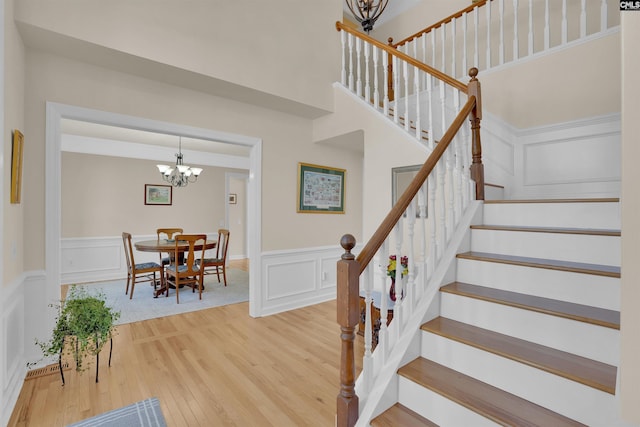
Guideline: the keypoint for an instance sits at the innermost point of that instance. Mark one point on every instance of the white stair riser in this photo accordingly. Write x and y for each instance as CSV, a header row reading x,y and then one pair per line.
x,y
581,248
579,288
592,341
569,398
437,408
598,215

## [Given instruction]
Pick out each line above that contains the string "then", with case counting, and copy those lines.

## [Expected output]
Guideline: the keypoint for an instance sits at the innermost point of that instance. Mark one point on every instance of the white stair riser in this photo accordingly. Write x and y for each instance as CSV, a header row reading x,y and then one pair per line.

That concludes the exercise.